▸ **Exercise 1**: In the news report on the Texas abortion law ruling, rewrite the paragraph that begins "But the main portion of the law was blocked by Yeakel" as a shorter version that keeps its main facts.
▸ **Exercise 2**: According to the news report on the Texas abortion law ruling, who heads Planned Parenthood of South Texas?
▸ **Exercise 3**: Carry on the news report on the Texas abortion law ruling from the point where it stops.
** Opening Text passage block **
The state says it has already filed an 'emergency appeal' of a federal court ruling on Monday which threw out a portion of the state's tough new abortion law, and right to life activists praised U.S. District Judge Lee Yeakel in Austin for upholding portions of the new law, 1200 WOAI news reports.

  Texas Right to Life President Joe Pojman said he was pleased that Yeakel did not throw out all of the law.

  "We are pleased that the judge upheld the requirement that abortion clinics abide by the FDA protocol for use of (the 'abortion drug') RU-486 except in emergency situations," Pojman said.

  A portion of the law which limits abortions to twenty weeks gestation, which was not challenged in the courts, also takes effect today.

  But the main portion of the law was blocked by Yeakel, who said that a provision which required all abortion clinics to employ a physician with admitting privileges at a hospital no more than thirty miles from the clinic was 'medically unnecessary' and violated the Roe v. Wade 1973 U.S. Supreme Court ruling legalizing abortion.

  "On the admitting requirement, this was good news, because Judge Yeakel's ruling maintains some of the abortion care that was already happening," said Jeffrey Hons, who heads Planned Parenthood of South Texas.
** Closing Text passage block **
** Opening Supplied material block **
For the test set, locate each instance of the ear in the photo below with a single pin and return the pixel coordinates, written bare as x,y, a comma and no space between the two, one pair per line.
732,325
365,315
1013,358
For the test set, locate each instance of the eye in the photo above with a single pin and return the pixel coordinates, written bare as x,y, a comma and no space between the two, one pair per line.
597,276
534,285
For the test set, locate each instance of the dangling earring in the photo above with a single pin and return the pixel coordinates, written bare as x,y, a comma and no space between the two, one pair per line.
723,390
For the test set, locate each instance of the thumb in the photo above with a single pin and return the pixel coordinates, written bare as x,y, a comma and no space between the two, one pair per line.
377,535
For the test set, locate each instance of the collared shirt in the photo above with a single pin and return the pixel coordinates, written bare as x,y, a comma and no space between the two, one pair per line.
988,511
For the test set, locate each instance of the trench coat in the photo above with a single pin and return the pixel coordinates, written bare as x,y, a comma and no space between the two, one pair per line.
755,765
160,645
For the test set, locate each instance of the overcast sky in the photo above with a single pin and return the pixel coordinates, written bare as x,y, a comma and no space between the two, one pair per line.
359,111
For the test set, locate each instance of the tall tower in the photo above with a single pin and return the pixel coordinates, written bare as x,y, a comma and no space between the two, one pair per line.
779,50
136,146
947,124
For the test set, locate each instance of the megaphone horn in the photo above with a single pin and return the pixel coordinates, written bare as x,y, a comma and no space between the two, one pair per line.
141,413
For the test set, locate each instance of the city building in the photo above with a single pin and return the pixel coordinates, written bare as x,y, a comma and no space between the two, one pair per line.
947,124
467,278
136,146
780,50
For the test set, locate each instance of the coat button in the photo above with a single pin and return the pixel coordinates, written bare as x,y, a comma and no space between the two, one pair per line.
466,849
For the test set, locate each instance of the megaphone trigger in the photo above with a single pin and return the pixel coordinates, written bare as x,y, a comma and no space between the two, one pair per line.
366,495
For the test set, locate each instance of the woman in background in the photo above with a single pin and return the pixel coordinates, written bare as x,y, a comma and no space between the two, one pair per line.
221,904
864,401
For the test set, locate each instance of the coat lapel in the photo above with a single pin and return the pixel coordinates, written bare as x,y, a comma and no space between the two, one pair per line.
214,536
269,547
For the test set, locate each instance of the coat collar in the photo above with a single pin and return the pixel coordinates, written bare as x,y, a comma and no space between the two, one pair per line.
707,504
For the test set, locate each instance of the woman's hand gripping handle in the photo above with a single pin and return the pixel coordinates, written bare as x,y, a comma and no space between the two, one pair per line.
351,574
** Closing Supplied material block **
▸ **Your response 1**: Yeakel blocked the law's main provision, which required every abortion clinic to employ a physician with admitting privileges at a hospital within thirty miles. He called the provision "medically unnecessary" and said it violated Roe v. Wade.

▸ **Your response 2**: Jeffrey Hons.

▸ **Your response 3**:
  About half of the state's abortion clinics said they would have to close their doors had the 30 mile requirement been allowed to go into effect today as scheduled.  Many said they had tried and failed to get their doctors admitting privileges at area hospitals, and other clinics said there is simply not a hospital within thirty miles.

  "Even if we had gotten the ruling we would have gotten, we knew we would be going to the appeals court," said Kylene Wright of Texans Uniting for Life.  "We are in it for the long haul."

 The other provisions of the law, which was unsuccessfully filibustered by Democratic governor candidate Wendy Davis before being approved by the Legislature and signed by Governor Perry, took effect at midnight as scheduled.